Problem statement: Reproduce every line from the start of the rows up to and including the line with "xmin=0 ymin=293 xmax=48 ymax=415", shifting each bounding-box coordinate in the answers up by 62. Leave every other number on those lines unchanged.
= = =
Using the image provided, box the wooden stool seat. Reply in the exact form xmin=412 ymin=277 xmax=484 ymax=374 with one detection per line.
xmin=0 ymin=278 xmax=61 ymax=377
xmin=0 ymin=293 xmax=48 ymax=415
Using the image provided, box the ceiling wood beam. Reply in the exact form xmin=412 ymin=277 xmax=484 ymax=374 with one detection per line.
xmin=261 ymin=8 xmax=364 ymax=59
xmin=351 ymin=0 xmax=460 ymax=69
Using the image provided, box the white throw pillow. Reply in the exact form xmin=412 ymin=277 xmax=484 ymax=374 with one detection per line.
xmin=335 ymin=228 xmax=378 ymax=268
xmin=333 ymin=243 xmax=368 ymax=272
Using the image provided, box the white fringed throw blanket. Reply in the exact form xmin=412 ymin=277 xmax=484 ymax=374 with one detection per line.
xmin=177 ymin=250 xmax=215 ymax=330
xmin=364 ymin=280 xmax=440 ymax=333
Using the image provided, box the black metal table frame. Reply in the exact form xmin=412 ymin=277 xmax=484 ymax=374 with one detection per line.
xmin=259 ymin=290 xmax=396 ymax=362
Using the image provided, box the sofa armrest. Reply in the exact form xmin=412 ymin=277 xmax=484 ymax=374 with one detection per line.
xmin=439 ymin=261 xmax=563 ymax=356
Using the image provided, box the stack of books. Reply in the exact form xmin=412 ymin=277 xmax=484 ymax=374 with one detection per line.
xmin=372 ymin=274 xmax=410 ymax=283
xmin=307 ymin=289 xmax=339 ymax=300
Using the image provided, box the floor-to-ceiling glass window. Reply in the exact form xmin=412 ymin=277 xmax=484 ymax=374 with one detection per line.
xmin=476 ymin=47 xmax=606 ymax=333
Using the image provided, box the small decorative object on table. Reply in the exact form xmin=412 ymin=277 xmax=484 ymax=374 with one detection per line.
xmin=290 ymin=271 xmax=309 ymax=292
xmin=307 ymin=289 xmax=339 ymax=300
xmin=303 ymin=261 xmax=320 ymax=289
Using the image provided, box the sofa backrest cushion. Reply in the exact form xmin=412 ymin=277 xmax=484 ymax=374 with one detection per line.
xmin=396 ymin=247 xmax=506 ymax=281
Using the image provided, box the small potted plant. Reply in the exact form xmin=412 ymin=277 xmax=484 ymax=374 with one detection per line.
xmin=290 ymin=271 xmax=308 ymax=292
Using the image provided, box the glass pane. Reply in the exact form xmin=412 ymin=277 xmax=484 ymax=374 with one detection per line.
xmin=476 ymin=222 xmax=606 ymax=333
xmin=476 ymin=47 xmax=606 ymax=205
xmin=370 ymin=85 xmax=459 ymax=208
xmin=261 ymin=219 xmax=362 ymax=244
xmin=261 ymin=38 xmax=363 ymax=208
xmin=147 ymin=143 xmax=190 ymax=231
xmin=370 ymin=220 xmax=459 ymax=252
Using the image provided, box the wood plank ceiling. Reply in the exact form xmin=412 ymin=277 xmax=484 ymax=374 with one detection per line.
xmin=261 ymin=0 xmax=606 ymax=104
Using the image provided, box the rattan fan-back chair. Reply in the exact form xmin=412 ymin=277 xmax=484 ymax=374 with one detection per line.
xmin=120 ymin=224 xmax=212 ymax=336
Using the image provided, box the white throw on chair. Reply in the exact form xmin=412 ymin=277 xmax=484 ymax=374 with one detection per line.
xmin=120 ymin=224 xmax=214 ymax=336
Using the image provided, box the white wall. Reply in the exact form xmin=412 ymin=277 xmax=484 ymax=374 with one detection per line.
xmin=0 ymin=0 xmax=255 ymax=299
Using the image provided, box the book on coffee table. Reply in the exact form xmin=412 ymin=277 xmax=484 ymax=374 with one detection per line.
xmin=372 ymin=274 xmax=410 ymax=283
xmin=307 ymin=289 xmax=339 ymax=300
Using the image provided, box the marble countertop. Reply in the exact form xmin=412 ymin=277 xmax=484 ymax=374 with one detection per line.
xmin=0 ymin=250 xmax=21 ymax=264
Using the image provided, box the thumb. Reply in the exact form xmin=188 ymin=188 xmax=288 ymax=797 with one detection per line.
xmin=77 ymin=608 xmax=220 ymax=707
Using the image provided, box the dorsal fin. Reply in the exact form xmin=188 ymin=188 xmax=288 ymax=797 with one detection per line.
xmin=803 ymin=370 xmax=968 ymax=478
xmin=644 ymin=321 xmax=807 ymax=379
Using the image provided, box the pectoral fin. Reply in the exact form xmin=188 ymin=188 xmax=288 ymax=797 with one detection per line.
= = =
The result:
Using the image provided, box the wooden stool seat. Reply in the exact form xmin=412 ymin=277 xmax=484 ymax=374 with one detection per line.
xmin=62 ymin=340 xmax=123 ymax=439
xmin=62 ymin=355 xmax=110 ymax=477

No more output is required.